═════ Extracted information ═════
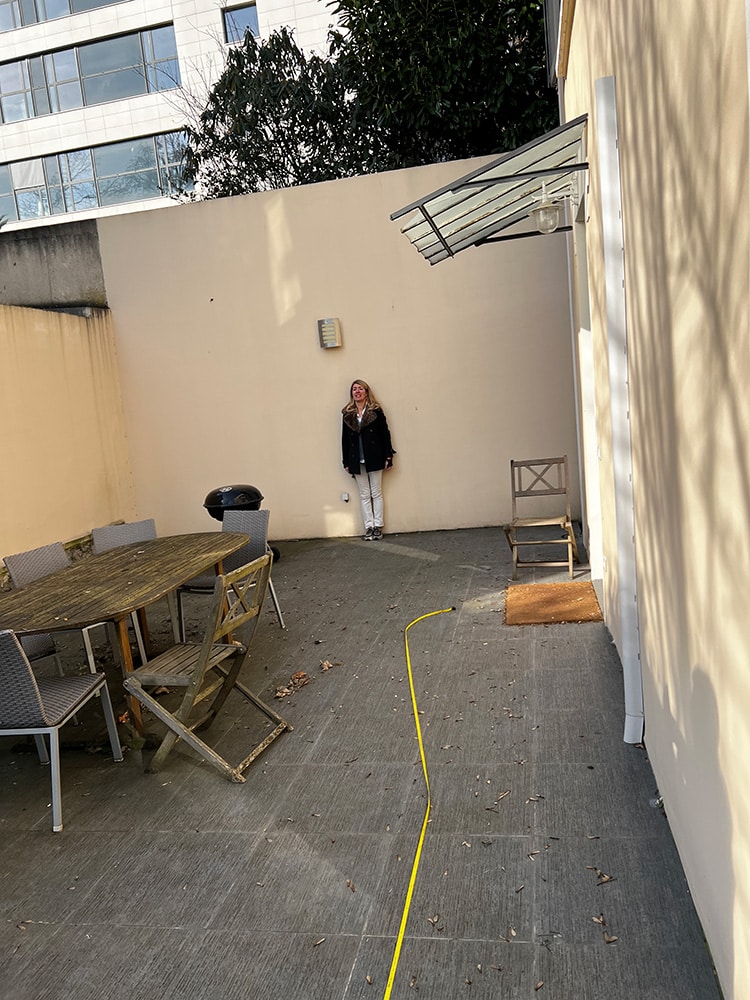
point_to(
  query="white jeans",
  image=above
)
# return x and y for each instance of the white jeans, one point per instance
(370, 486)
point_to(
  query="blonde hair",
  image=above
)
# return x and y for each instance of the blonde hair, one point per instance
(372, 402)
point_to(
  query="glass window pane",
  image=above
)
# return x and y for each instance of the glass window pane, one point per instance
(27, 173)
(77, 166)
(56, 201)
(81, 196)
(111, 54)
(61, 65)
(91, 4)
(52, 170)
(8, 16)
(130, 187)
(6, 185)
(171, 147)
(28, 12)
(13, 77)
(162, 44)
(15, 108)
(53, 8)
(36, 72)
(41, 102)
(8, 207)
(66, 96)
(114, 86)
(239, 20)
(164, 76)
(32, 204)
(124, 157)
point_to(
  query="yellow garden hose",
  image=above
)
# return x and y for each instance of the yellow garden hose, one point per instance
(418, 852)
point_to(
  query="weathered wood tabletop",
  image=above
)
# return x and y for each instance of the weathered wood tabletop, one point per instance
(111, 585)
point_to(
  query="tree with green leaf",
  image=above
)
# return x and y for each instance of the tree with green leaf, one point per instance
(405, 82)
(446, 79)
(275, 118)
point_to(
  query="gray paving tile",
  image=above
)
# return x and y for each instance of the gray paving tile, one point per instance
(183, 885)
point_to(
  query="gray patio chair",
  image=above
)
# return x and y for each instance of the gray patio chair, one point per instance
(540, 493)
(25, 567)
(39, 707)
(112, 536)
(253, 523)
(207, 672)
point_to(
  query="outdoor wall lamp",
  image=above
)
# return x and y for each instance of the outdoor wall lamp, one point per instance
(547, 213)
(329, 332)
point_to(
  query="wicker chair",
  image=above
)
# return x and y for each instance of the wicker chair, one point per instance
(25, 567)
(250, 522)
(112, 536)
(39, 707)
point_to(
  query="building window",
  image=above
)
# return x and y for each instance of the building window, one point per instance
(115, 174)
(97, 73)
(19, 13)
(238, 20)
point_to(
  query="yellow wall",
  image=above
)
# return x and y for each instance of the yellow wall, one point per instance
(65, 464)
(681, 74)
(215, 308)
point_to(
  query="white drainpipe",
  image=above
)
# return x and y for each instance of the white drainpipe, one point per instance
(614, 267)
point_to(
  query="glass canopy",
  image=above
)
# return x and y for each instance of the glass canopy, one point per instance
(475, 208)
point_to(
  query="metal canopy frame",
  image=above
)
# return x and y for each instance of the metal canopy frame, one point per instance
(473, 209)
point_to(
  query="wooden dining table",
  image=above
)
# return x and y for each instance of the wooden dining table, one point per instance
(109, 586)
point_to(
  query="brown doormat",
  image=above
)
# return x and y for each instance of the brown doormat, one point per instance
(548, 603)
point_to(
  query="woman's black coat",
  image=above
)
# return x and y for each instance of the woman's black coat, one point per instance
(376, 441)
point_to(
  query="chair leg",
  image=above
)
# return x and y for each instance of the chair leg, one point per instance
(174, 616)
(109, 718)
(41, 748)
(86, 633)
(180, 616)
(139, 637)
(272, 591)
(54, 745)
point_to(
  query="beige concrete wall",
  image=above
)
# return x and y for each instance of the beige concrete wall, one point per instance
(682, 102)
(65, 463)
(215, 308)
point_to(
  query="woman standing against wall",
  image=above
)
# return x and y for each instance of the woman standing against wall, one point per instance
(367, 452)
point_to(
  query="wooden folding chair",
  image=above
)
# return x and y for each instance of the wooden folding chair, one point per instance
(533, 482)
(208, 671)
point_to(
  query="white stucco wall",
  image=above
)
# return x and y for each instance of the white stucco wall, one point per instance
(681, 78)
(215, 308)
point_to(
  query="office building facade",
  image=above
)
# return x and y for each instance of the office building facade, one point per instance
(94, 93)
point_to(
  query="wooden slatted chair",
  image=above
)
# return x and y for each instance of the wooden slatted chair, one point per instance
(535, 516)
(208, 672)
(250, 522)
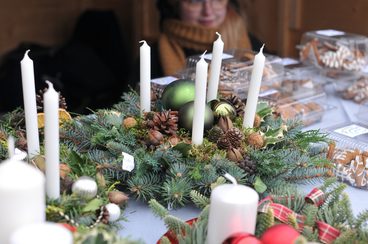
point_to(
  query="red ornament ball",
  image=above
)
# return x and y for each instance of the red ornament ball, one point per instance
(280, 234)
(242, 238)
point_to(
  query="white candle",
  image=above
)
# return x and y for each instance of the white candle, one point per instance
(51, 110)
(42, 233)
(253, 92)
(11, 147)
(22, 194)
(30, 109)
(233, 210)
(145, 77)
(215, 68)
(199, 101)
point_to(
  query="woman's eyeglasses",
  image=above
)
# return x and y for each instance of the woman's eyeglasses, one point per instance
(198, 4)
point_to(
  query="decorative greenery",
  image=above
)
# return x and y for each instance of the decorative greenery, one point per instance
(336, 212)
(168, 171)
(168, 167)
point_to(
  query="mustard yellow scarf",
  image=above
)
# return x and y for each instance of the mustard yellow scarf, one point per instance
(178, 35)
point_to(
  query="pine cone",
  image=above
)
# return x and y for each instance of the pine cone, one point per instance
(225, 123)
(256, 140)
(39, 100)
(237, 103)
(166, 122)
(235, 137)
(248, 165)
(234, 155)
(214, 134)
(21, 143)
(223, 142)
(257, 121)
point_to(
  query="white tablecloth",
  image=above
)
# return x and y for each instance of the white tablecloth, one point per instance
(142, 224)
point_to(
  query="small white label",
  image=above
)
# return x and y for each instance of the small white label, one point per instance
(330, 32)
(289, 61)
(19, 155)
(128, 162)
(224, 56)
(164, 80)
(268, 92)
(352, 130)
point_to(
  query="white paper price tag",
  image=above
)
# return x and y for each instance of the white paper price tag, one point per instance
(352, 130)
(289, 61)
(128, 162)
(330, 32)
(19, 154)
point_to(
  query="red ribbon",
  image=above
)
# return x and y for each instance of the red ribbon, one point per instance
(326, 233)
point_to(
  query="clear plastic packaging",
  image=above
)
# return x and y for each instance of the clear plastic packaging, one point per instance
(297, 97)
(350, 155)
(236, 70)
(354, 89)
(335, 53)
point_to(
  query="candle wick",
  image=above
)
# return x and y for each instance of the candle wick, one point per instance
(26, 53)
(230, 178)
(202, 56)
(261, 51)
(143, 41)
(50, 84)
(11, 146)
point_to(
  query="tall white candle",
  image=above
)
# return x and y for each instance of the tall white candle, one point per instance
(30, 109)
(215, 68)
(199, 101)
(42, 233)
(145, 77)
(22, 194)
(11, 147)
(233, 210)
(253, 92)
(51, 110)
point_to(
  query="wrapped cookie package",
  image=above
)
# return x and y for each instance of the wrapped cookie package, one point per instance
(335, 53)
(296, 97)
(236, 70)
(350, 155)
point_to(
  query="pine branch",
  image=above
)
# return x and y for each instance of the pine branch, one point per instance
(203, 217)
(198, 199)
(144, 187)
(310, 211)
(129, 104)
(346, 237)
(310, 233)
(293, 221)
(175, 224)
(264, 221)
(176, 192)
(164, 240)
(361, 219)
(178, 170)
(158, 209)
═════
Work to do – Please pick out every line in the listing above that contains the string "greenery", matching case exactly, and copy those lines.

The result –
  query="decorative greenery",
# return x and y for each instance of the decorative greenery, one point per instance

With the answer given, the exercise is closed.